Task instructions — Reproduce the rows from the line that has "Please tag the clear" through the last row, switching each "pretty-printed" to "indented" and leaving everything else unchanged.

Stored data —
● ● ● ● ● ● ●
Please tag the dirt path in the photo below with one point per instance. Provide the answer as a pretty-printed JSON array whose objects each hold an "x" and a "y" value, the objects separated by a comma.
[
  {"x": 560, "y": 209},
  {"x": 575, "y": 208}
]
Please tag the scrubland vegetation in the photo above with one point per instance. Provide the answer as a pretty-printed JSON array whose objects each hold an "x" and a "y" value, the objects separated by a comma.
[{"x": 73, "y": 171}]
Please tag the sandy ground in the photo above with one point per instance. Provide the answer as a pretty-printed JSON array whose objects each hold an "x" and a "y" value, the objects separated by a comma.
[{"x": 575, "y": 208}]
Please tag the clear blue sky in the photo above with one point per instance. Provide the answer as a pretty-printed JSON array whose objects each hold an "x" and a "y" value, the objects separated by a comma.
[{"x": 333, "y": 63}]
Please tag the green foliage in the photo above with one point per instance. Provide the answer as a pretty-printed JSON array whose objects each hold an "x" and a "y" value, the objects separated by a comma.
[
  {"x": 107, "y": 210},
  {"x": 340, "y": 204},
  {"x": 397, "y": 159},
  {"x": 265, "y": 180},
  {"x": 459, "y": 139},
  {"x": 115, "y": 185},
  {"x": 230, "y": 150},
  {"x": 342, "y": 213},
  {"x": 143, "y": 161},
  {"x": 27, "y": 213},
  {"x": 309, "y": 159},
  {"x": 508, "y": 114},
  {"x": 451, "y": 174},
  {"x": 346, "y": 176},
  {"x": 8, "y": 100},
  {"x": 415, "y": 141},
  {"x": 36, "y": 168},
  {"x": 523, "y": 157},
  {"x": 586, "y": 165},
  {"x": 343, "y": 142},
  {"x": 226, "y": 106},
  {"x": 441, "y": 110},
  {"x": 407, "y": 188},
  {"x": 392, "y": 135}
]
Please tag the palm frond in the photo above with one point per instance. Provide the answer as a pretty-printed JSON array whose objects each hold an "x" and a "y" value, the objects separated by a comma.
● ● ● ● ● ● ●
Response —
Please tag the clear blue sky in the photo above with one point per instance. Provide the answer as a indented JSON array whose objects each hold an "x" and a "y" value, the objects separated by a comma.
[{"x": 333, "y": 63}]
Please tag the green foliage in the photo above with one point per instance. Provide the answer as a indented JSON array whose objects each hold an "x" and a "y" value, the objects separated by a comma.
[
  {"x": 107, "y": 210},
  {"x": 340, "y": 204},
  {"x": 397, "y": 159},
  {"x": 265, "y": 180},
  {"x": 459, "y": 139},
  {"x": 115, "y": 185},
  {"x": 230, "y": 150},
  {"x": 342, "y": 213},
  {"x": 143, "y": 161},
  {"x": 27, "y": 213},
  {"x": 309, "y": 159},
  {"x": 508, "y": 114},
  {"x": 451, "y": 174},
  {"x": 346, "y": 176},
  {"x": 8, "y": 100},
  {"x": 415, "y": 141},
  {"x": 36, "y": 168},
  {"x": 523, "y": 157},
  {"x": 586, "y": 165},
  {"x": 343, "y": 142},
  {"x": 226, "y": 106},
  {"x": 441, "y": 110},
  {"x": 407, "y": 188},
  {"x": 392, "y": 135}
]
Please tag the palm frond in the photo above with one point per instance. Provide the answer as a indented JSON array whose objects each hold an "x" and a "y" value, the objects separated by a comma.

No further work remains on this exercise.